* **Text segment**
— Start —

The coherence analysis can then be used to analyse the temporal pressure signals, for a given test, at several heights in the tube. Figure 9 shows four spectra calculated at four different heights during the same experiment with the following control parameters: 0.8 sm³/h of aeration flow rate (i.e., a superficial excess air velocity at the level of the injection of 0.18 m/s), and a particle mass flux of 58 kg/m²s. The associated heights are identified in the titles of the sub-figures. According to the air velocities and the evolution of the solid volume fraction with the height, this test should be in the slugging regime. Figure 9a indicates that the suspension is in the single bubbling regime just above the aeration, characterized by several distributions of peaks at frequencies higher than 1 Hz with small magnitudes. Along the tube height, the bubbles coalesce to form slugs [16]. At roughly 1 m above the aeration, the frequency distribution is thus shifted to lower values and the peaks are more clearly defined at 0.4–0.5 Hz and higher magnitudes (Figure 9b). There are still some higher frequencies with low magnitudes, attributed to noise. This spectrum could then be characteristic of wall slugs. Higher in the tube, the spectra are similar but this noise gradually decreases, and the characteristic peaks of slugs are associated with higher magnitudes (Figure 9c,d). This could be representative of axisymmetric slugs. In fact, the wall slugs gradually merge along the height into axisymmetric slugs [17].

Two quantitative conclusions can be extracted from the power spectra given by the coherence analysis. First, it is possible to identify a dominant frequency on each spectrum, i.e., the frequency associated with the highest magnitude, representative of the main perturbation of the signal. The evolution of this quantity along the height is shown in Figure 10a, for the four spectra presented in Figure 9. A transition between the bubbling and the slugging regimes is clearly identified after the first measurement height by a strong diminution of the dominant frequency. Combining the eleven data given by the tube pressure instrumentation, this transition is identified at a height of approximately 0.7 m above the aeration, in agreement with the data from [19] in the case of a fluidization column. It is difficult to identify a transition between the two types of slugs (wall slugs and axisymmetric slugs) along the height only from the point of view of the dominant frequencies because they remain approximately constant around 0.3 Hz. Second, the integral of each incoherent spectrum, i.e., the power of the spectrum, is proportional to the characteristic dimension of the perturbation according to [38]. The evolution of this quantity with the height is presented in Figure 10b, normalized by the maximum value obtained for this test. A strong increase of this quantity at low heights is shown, where the bubbles are coalescing to wall slugs. Then, there is a slight decrease around 2 m, which could be representative of the transition to axisymmetric slugs.

— End —

* **Record list**
— Start —

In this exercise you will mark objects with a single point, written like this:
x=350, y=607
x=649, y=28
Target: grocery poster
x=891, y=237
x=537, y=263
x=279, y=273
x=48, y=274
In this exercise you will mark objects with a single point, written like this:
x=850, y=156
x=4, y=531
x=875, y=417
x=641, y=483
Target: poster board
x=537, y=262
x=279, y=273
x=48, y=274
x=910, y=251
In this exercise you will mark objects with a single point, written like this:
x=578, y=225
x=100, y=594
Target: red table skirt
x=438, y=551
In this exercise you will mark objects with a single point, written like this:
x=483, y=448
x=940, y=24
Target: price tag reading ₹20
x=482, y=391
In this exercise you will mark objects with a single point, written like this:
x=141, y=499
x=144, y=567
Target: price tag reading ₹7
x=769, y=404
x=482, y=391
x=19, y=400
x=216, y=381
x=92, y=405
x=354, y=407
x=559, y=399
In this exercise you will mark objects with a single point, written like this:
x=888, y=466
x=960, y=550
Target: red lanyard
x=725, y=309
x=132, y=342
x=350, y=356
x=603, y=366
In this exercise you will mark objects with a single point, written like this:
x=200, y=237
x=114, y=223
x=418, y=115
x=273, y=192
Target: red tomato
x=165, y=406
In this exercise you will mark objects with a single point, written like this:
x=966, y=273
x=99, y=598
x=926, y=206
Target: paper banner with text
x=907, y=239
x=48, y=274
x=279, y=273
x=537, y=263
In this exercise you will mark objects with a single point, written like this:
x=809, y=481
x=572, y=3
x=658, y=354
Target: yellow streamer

— End —

* **Exercise instructions**
In the text about pressure spectra, at what height above the aeration is the transition between the bubbling and slugging regimes identified? Rely only on the text about pressure spectra, not on the lines.

* **Problem solution**
Approximately 0.7 m above the aeration.